Page text START

Feasibility Study of a Portable Artificial Pancreas System in Type 1 Diabetes Mellitus (T1DM) - Montpellier (HomeCTR1_1)
|ClinicalTrials.gov Identifier: NCT01447979|
Recruitment Status : Completed
First Posted : October 6, 2011
Last Update Posted : November 29, 2012
A single arm, single treatment study is proposed to assess the feasibility of a portable artificial pancreas system outside of a hospital based clinical research center.
Adult T1DM patients will use a newly developed platform in conjunction with a subcutaneous insulin infusion pump and a continuous glucose monitor for 18 hours is quasi free conditions (hotel).

Page text END
Data for review START

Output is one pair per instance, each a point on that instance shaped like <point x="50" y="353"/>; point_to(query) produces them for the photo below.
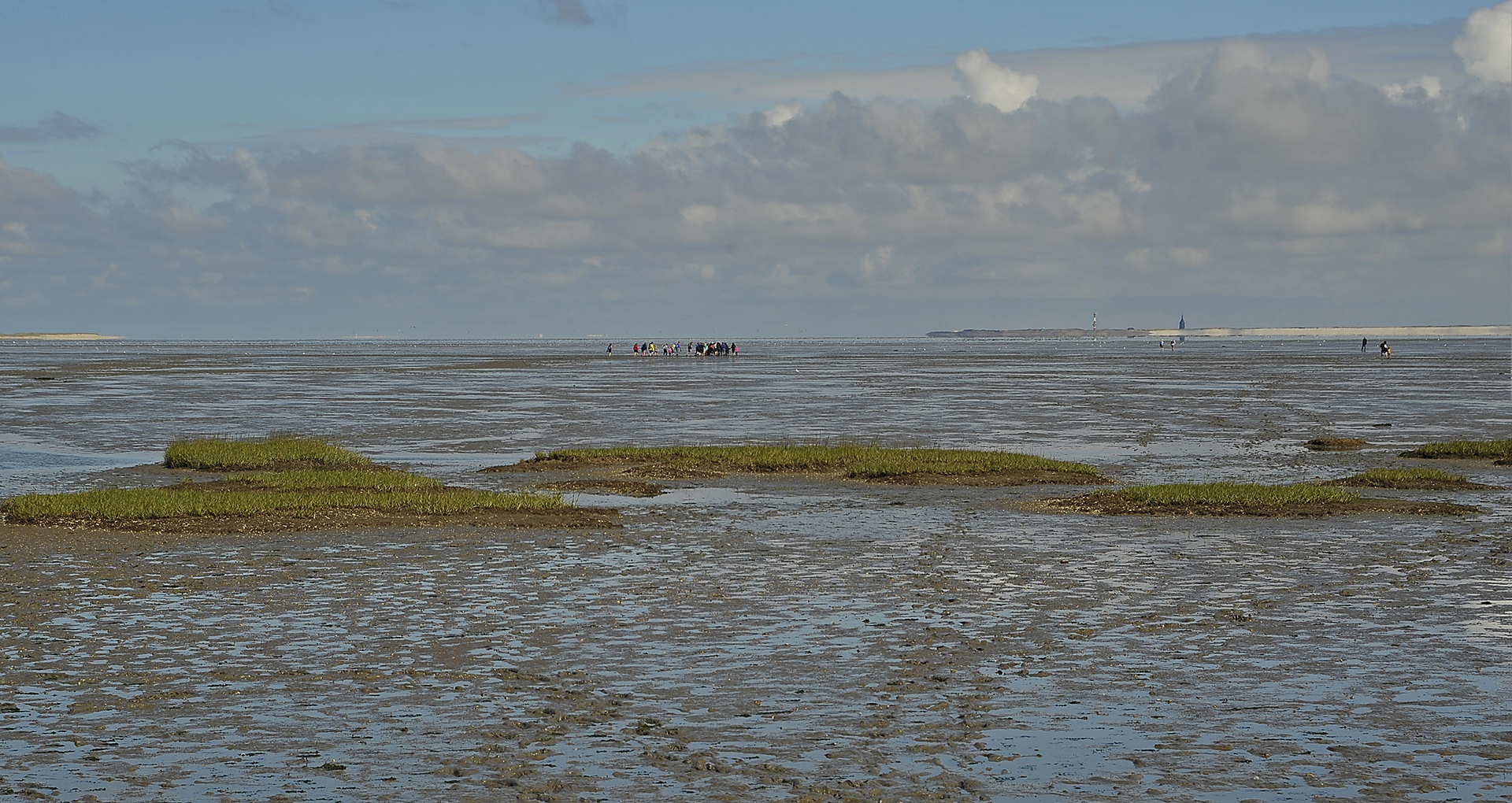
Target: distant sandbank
<point x="57" y="336"/>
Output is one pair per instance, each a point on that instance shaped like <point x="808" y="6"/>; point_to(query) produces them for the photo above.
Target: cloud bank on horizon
<point x="1252" y="180"/>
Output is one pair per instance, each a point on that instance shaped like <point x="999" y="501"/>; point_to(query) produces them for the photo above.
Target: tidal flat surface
<point x="765" y="638"/>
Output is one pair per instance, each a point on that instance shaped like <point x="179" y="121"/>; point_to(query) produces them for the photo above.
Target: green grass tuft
<point x="124" y="504"/>
<point x="239" y="456"/>
<point x="381" y="479"/>
<point x="1464" y="450"/>
<point x="1229" y="494"/>
<point x="854" y="460"/>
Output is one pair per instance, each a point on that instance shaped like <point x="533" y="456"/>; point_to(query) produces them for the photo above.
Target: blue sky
<point x="576" y="167"/>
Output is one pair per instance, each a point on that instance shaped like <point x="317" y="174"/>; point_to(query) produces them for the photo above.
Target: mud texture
<point x="335" y="519"/>
<point x="764" y="638"/>
<point x="619" y="487"/>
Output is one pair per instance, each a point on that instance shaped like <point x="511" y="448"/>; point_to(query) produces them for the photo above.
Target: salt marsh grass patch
<point x="1464" y="450"/>
<point x="1243" y="499"/>
<point x="272" y="453"/>
<point x="854" y="461"/>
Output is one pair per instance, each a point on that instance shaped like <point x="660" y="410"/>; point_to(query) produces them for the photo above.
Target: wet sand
<point x="764" y="637"/>
<point x="941" y="646"/>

Data for review END

» **Exercise 1**
Summarize the trial listing in two sentences.
» **Exercise 2**
Please reproduce the trial listing word for word, starting at "Feasibility Study of" and ending at "free conditions (hotel).".

» **Exercise answer 1**
The completed study NCT01447979 proposes a single-arm, single-treatment trial to assess whether a portable artificial pancreas system is feasible outside a hospital-based clinical research center. Adult patients with type 1 diabetes will use a newly developed platform together with a subcutaneous insulin infusion pump and a continuous glucose monitor for 18 hours in a hotel.

» **Exercise answer 2**
Feasibility Study of a Portable Artificial Pancreas System in Type 1 Diabetes Mellitus (T1DM) - Montpellier (HomeCTR1_1)
|ClinicalTrials.gov Identifier: NCT01447979|
Recruitment Status : Completed
First Posted : October 6, 2011
Last Update Posted : November 29, 2012
A single arm, single treatment study is proposed to assess the feasibility of a portable artificial pancreas system outside of a hospital based clinical research center.
Adult T1DM patients will use a newly developed platform in conjunction with a subcutaneous insulin infusion pump and a continuous glucose monitor for 18 hours is quasi free conditions (hotel).